▶ **Objective**:
Answer these from the passage on polar satellites:
(a) How many years of space-based earth observations do the satellites maintain continuity of?
(b) What is the stated value of the maritime commerce sector?
(c) At what resolution do polar satellites see a wildfire situation?

▶ **Passage provided**:

Why are polar satellites important?

There is no substitute for the important role that polar satellites play in the United States alone, from hurricane forecasting to aiding in evacuations and wildfires, to helping troop deployment operations overseas. The satellites also maintain continuity of the 30+ years of space-based earth observations to monitor and predict climate variability. JPSS will have advanced technologies to improve our current capabilities, further advancing weather and climate science and services.

Why is the JPSS Program important?

Polar satellites provide the only weather/climate information for large swaths of the planet. Polar satellites also provide critical information for long-term forecasts. Without NOAA's JPSS satellites on-orbit, the lost data will lead to less accurate and timely numerical weather prediction models that are needed to support weather forecasting, thereby placing lives, property, and critical infrastructure in danger. Without polar observations, 2-3 days' advance warning of extreme events would be significantly diminished, as would the understanding of storm surge and flood potential— making it more difficult to conduct safe and strategic evacuations of coastal residents.

What impacts do NOAA satellites have on the economy?

NOAA's polar satellites are critical to the nation's infrastructure and economy. For example, polar satellites provide critical weather forecasting for the $700 billion maritime commerce sector and provide a value of hundreds of millions of dollars for the fishing industry. The satellites provide critical information for drought forecasts. Drought impacts alone are the greatest natural hazard—estimated to be $6-8 billion annually in the United States—and occur primarily in agriculture, transportation, recreation and tourism, forestry, and energy sectors.

Who uses polar satellite data?

  • Emergency Responders: When fighting wildfires, emergency responders rely on NOAA's polar satellites to understand weather conditions and identify "hot spots" in order to deploy first responders and resources. While geostationary satellites provide 4-8 km resolution, polar satellites see the situation at a more detailed 1 km resolution via twice daily passes. In addition, each of the three polar satellites (NOAA, DoD, EUMETSAT) covers the globe twice per day, so without JPSS, fire fighters would have access to only four daily passes versus six. While typical geostationary weather satellites likes GOES see the weather within their domain, polar satellites are able to see the weather as it takes shape before reaching the coasts. Extratropical storms originate outside the tropics and generally move west to east across oceans and continents.

▶ **Material**:
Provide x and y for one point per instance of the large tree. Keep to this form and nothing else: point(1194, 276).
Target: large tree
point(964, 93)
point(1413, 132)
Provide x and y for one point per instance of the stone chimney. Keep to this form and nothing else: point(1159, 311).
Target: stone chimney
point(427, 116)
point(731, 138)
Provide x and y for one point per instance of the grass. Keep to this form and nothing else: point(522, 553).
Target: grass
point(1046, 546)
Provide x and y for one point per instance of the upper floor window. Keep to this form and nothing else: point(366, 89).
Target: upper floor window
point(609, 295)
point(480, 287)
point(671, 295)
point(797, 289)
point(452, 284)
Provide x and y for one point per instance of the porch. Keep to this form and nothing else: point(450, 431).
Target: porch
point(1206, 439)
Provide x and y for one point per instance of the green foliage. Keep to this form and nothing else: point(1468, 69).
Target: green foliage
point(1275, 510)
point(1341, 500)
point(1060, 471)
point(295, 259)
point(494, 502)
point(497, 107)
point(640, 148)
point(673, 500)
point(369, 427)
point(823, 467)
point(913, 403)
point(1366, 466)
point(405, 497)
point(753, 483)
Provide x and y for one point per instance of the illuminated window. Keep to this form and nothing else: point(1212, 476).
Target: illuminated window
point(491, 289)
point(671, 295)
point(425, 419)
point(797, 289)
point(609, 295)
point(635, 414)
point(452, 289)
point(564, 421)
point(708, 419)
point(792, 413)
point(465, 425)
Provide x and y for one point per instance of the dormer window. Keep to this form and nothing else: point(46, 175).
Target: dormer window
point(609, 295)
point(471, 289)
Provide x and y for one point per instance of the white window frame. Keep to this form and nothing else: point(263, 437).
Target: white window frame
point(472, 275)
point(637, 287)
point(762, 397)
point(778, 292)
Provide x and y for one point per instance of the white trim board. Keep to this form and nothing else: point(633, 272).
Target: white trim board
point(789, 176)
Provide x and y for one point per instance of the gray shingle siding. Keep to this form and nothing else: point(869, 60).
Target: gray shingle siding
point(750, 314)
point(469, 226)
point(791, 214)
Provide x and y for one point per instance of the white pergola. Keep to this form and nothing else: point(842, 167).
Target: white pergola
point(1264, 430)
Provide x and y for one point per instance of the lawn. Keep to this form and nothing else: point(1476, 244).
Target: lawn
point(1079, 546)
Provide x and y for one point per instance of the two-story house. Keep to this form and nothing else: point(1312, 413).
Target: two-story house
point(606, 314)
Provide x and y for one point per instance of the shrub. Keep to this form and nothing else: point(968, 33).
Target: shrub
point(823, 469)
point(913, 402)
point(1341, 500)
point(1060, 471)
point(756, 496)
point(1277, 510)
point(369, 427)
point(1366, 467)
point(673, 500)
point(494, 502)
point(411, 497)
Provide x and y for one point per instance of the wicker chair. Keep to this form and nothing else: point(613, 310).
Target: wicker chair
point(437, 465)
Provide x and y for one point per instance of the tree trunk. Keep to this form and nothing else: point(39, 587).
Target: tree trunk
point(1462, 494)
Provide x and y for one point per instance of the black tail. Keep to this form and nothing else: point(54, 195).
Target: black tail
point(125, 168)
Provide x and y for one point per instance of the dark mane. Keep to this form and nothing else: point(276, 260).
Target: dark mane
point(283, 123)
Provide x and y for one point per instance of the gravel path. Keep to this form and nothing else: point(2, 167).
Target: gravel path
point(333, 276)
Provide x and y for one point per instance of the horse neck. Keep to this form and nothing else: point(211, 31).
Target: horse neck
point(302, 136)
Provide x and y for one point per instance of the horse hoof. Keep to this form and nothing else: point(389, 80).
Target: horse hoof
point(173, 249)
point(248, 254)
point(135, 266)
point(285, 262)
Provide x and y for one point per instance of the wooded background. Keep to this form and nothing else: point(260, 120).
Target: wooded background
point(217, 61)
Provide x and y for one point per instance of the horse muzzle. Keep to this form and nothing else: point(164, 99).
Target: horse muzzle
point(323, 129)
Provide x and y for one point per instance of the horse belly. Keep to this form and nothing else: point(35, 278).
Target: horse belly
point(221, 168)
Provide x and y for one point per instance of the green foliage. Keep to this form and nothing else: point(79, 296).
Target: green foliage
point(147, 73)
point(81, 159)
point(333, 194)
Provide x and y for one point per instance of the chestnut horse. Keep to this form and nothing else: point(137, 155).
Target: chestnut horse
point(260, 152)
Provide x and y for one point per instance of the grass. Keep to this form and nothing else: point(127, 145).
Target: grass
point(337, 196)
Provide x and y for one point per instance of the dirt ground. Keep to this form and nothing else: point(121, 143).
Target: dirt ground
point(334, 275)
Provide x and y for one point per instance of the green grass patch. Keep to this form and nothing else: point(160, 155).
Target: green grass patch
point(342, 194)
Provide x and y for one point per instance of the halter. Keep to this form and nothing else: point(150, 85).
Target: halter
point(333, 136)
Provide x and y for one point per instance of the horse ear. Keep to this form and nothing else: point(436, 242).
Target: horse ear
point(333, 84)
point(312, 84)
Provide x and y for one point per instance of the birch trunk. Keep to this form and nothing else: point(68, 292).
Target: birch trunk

▶ **Output**:
(a) 30+ years
(b) $700 billion
(c) 1 km